RECORDS SUPPLIED Block Start
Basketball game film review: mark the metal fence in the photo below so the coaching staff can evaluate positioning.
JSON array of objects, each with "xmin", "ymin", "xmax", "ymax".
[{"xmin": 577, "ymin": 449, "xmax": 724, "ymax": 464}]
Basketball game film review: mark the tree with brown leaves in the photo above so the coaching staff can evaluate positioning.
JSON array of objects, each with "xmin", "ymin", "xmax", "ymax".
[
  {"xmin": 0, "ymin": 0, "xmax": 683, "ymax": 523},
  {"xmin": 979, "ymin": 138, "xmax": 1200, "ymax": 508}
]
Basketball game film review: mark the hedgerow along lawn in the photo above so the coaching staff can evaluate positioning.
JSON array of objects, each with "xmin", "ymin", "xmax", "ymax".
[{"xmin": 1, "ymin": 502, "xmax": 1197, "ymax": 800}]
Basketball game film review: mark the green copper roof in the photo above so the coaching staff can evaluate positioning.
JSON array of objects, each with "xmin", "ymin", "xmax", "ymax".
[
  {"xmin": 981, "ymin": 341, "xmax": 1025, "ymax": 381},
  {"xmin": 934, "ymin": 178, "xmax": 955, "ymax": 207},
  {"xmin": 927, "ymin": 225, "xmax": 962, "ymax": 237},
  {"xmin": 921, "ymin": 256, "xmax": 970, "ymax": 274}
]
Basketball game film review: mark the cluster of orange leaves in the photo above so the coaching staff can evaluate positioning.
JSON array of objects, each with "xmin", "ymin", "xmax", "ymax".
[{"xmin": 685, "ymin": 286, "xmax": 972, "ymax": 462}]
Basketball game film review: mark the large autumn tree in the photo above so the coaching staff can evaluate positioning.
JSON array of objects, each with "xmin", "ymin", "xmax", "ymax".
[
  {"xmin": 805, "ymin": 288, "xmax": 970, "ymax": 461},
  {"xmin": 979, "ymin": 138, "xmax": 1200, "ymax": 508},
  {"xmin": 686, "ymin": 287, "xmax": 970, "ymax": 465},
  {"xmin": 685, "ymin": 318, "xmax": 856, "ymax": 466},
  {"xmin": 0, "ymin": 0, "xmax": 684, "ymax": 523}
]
RECORDS SUPPLIED Block End
* **REQUIRED WORK**
Exactly as given, restate all the lines above.

* **RESPONSE BOX**
Basketball game film review: mark the metal fence in the photo below so the coaching staff can evaluate positioning.
JSON array of objects, each with "xmin", "ymin", "xmax", "ymax".
[{"xmin": 577, "ymin": 449, "xmax": 724, "ymax": 464}]
Basketball game film review: mark the tree with brown leaves in the photo above so the coaching staff can evaluate positioning.
JSON array of objects, each with "xmin", "ymin", "xmax", "ymax".
[
  {"xmin": 0, "ymin": 0, "xmax": 683, "ymax": 523},
  {"xmin": 979, "ymin": 138, "xmax": 1200, "ymax": 508}
]
Basketball game film review: mark the hedgerow along lawn in the photo above so the coaching staff can evaluate positioning.
JSON array of objects, each with "xmin", "ymin", "xmax", "ymax".
[{"xmin": 1, "ymin": 502, "xmax": 1197, "ymax": 800}]
Basketball game film review: mark the green copper roof in the photo above so the coaching staff can evaluate positioning.
JSON array of objects, each with "xmin", "ymin", "xmax", "ymax".
[
  {"xmin": 981, "ymin": 341, "xmax": 1025, "ymax": 381},
  {"xmin": 934, "ymin": 178, "xmax": 955, "ymax": 207},
  {"xmin": 927, "ymin": 225, "xmax": 962, "ymax": 237},
  {"xmin": 921, "ymin": 256, "xmax": 970, "ymax": 274}
]
Basketball game film review: mark the cluster of orange leaves in the photo above so the coaching staff can evaluate positioning.
JSON array of objects, each with "xmin", "ymin", "xmax", "ymax".
[{"xmin": 685, "ymin": 286, "xmax": 972, "ymax": 462}]
Basketball game film review: mark the large autumn tree in the photo above so the coaching staff can evaluate positioning.
JSON array of objects, each with "xmin", "ymin", "xmax", "ymax".
[
  {"xmin": 805, "ymin": 288, "xmax": 970, "ymax": 461},
  {"xmin": 979, "ymin": 138, "xmax": 1200, "ymax": 508},
  {"xmin": 686, "ymin": 287, "xmax": 970, "ymax": 465},
  {"xmin": 685, "ymin": 318, "xmax": 856, "ymax": 466},
  {"xmin": 0, "ymin": 0, "xmax": 684, "ymax": 523}
]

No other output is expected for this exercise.